▸ **Listing**
========================
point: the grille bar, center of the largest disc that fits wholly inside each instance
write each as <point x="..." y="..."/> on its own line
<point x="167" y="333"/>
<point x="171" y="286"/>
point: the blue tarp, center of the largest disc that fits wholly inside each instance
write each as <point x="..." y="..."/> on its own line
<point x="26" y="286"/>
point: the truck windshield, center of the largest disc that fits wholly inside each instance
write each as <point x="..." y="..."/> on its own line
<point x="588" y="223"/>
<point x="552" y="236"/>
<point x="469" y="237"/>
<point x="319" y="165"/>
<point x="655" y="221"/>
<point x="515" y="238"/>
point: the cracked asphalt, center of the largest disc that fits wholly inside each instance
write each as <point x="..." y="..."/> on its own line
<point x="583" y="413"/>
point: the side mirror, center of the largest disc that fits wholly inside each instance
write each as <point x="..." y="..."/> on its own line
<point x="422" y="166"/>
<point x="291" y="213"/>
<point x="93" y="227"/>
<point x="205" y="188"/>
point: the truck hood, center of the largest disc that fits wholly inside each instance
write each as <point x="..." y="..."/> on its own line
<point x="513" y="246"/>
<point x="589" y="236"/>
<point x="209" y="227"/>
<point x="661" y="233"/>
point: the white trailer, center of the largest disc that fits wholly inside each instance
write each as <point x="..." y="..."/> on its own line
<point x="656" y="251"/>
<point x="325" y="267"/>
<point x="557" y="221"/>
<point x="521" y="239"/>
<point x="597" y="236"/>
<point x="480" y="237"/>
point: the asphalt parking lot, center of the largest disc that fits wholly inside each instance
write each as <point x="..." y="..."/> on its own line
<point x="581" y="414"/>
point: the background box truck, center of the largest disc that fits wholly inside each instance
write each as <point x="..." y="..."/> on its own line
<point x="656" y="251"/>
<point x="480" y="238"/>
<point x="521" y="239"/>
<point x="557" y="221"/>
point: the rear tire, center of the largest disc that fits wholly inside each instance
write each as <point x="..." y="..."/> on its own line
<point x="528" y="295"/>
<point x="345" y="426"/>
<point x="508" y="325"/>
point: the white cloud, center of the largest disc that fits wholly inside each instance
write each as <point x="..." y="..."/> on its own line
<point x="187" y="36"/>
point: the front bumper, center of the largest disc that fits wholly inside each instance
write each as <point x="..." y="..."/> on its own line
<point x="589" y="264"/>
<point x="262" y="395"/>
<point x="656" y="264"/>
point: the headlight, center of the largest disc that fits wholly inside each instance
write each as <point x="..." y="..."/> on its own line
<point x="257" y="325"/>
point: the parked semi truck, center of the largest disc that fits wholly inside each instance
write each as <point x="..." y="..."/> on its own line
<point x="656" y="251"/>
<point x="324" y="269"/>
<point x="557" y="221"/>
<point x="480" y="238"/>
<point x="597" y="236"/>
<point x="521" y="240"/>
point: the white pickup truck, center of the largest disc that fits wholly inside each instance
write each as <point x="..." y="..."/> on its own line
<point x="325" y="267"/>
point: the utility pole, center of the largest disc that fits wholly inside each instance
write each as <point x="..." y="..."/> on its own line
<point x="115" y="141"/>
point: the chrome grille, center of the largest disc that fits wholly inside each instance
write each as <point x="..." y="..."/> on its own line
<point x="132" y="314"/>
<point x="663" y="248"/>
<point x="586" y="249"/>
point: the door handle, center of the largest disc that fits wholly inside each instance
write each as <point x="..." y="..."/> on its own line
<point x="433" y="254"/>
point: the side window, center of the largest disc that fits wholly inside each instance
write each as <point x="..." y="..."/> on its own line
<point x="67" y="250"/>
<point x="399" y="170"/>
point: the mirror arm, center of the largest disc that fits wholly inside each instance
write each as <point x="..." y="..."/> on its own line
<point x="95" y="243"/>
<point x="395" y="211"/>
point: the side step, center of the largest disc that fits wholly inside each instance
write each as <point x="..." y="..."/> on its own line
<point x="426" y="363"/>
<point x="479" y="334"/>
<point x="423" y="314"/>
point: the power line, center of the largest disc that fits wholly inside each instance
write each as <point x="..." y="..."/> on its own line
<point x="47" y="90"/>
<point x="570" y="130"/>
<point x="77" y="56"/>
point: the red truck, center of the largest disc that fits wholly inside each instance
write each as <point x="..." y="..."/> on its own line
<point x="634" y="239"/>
========================
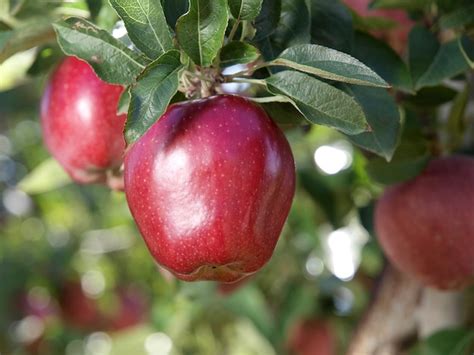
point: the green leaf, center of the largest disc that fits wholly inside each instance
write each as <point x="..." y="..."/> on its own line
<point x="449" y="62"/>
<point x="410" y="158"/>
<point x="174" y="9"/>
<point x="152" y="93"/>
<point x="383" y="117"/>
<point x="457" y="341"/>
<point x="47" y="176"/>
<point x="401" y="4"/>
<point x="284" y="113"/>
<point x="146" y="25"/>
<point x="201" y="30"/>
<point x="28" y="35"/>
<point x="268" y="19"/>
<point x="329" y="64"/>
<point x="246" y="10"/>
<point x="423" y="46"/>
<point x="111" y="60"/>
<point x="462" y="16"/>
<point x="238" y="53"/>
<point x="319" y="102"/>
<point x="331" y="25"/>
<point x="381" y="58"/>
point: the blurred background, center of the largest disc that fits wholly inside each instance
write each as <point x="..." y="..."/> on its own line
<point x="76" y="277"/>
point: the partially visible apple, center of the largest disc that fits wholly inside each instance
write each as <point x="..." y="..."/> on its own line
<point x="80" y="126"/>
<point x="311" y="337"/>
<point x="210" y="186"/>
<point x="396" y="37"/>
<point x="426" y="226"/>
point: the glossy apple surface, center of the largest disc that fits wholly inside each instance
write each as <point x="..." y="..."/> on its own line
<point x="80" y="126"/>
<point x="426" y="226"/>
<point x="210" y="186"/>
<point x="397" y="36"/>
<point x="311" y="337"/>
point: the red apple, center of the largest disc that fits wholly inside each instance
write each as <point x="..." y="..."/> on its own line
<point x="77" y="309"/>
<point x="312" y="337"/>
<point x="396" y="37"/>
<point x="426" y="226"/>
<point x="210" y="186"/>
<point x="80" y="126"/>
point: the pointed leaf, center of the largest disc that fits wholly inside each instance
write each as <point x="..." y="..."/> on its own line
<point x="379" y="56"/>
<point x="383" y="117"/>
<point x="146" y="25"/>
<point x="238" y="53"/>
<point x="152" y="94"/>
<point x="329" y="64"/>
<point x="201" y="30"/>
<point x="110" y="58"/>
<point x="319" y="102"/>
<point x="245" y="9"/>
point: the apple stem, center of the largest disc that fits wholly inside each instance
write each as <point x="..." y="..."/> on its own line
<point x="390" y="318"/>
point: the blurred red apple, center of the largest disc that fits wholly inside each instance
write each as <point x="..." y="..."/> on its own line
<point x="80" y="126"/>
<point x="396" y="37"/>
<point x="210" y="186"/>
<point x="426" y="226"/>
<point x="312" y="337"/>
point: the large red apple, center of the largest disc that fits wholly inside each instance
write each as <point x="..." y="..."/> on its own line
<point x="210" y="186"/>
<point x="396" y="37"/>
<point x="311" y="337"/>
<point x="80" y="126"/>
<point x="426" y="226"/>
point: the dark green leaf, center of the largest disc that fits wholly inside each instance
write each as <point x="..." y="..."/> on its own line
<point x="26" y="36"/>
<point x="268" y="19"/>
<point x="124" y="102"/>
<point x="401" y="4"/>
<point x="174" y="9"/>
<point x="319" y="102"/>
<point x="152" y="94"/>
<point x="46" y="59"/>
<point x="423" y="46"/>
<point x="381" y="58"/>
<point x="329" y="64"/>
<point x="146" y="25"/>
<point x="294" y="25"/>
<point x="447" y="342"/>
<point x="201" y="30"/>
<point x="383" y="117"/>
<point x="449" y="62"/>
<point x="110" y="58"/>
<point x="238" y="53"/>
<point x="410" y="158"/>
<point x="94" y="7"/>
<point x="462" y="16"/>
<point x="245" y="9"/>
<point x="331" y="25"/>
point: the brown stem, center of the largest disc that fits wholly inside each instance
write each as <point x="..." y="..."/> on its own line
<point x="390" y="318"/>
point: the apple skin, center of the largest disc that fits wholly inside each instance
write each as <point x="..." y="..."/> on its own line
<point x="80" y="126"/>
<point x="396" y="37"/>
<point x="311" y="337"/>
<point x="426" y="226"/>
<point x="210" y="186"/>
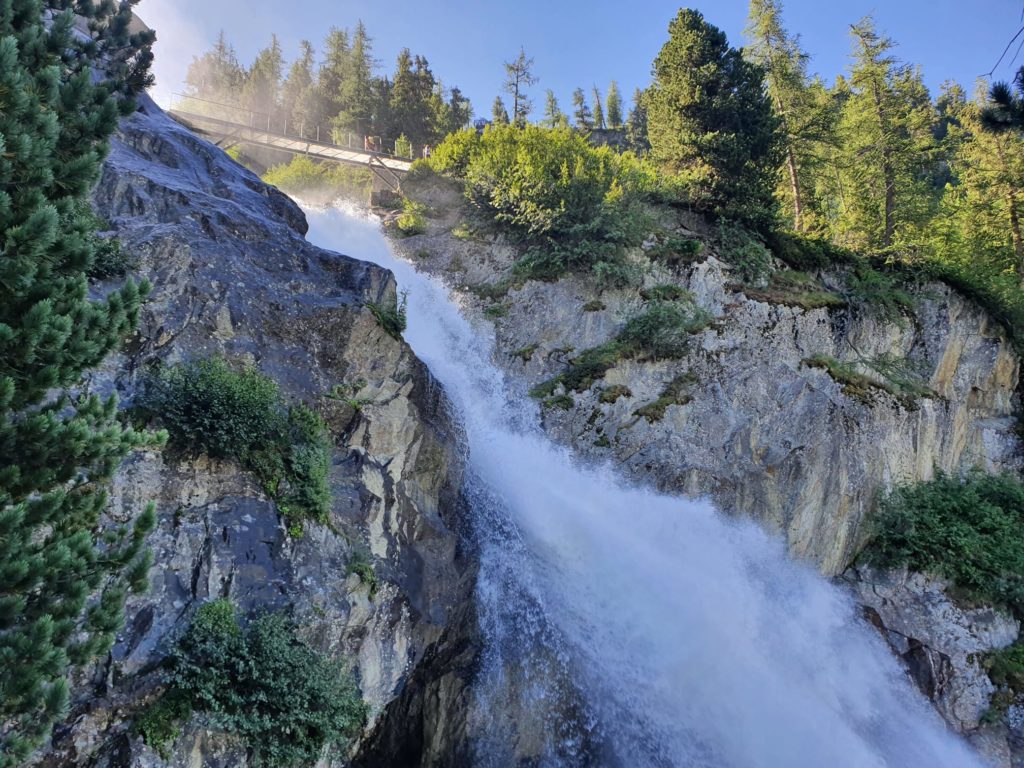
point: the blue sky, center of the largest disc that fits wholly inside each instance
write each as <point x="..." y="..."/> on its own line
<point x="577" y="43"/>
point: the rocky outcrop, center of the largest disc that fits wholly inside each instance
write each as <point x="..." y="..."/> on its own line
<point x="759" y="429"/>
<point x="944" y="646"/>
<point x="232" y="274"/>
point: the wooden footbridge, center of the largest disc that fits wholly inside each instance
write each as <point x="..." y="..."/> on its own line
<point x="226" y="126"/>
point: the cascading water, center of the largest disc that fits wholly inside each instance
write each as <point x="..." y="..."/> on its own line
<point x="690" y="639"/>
========================
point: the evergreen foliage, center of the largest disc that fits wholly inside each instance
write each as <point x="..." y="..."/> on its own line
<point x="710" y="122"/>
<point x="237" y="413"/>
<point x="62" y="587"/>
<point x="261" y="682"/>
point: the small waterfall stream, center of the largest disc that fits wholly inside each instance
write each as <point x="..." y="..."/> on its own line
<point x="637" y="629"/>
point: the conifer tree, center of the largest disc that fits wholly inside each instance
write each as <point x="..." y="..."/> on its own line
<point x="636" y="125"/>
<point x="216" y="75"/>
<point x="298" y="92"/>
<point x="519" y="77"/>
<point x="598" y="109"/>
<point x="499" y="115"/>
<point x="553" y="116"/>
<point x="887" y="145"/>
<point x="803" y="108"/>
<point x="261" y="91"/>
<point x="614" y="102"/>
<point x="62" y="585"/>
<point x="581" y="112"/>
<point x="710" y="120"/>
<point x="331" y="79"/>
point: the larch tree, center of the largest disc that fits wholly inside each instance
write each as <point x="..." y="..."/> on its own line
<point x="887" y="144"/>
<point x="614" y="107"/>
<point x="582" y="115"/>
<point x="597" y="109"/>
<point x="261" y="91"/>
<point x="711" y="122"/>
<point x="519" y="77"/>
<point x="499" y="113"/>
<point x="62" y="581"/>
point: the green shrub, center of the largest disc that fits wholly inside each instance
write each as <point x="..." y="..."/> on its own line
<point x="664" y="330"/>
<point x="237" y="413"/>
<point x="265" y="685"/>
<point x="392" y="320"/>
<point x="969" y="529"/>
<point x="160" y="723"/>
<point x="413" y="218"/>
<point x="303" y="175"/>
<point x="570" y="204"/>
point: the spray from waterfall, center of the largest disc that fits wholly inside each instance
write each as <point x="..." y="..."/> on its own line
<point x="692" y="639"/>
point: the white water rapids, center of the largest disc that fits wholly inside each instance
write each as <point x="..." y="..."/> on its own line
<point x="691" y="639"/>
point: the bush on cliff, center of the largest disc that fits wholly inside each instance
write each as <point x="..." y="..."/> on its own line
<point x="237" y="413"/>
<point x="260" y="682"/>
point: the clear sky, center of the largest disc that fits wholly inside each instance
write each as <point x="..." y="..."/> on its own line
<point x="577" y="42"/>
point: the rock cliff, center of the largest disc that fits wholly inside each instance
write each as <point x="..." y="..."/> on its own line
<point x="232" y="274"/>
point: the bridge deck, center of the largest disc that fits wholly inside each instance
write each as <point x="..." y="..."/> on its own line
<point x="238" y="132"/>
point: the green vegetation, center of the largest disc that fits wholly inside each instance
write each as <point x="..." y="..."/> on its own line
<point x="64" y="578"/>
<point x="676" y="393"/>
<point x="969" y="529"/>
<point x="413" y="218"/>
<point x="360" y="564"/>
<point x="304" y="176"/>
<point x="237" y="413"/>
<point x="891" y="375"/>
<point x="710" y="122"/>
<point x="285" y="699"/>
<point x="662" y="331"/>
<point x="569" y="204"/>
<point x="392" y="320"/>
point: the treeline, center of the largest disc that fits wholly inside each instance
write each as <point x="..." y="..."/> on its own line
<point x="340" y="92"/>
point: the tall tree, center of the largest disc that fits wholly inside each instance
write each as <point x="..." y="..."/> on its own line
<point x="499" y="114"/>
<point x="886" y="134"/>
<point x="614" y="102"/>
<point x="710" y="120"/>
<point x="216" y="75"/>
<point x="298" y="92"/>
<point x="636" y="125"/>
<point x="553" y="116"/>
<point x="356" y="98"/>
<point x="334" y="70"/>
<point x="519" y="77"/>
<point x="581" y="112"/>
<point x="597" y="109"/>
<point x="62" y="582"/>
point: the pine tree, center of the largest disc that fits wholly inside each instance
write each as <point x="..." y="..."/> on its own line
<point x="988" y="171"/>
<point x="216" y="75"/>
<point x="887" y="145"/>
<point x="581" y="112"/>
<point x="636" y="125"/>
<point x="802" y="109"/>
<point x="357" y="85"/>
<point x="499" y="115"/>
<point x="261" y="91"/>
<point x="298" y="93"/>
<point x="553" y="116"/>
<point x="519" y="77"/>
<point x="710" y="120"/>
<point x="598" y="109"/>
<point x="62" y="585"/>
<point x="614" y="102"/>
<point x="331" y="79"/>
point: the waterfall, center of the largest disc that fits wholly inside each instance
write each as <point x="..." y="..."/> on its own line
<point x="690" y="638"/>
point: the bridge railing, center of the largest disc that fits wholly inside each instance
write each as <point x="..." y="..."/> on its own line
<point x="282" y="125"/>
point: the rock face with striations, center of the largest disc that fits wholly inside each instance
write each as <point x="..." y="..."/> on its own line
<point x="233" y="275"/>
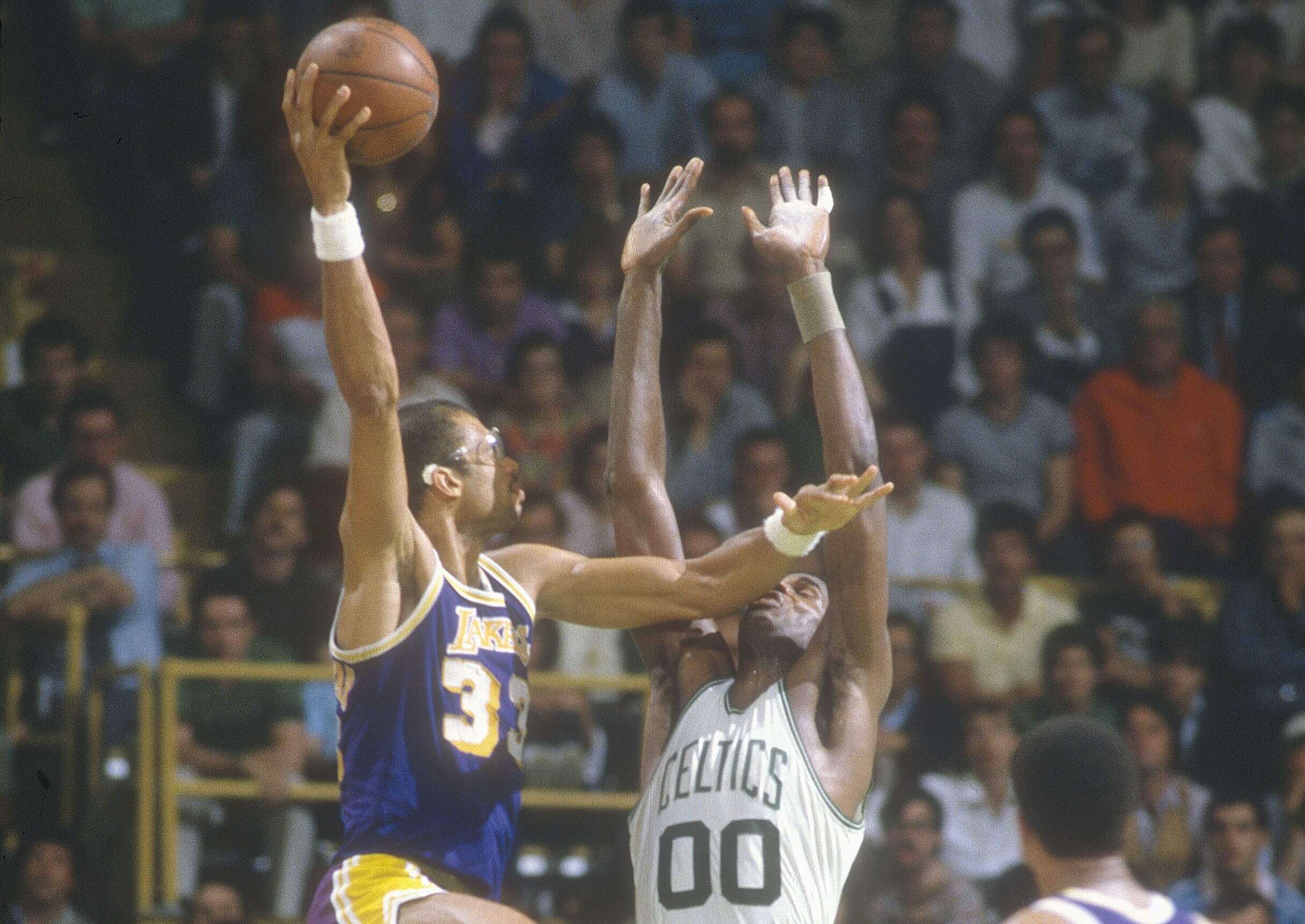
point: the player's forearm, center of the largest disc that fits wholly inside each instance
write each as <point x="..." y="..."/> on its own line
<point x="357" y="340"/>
========================
▸ **What to do**
Go through the records above and keep only the lines that contain the word "leaf". Copy each of those lines, and treat uppercase and lowercase as different.

▸ **Response to this exercise**
point: the green leaf, center of the largest disc that fits wholly inside each instance
point: the pointed leaf, center of the largest disc that fits wholly inside each instance
point: the dark green leaf, center of the largest disc that fits wholly inside each instance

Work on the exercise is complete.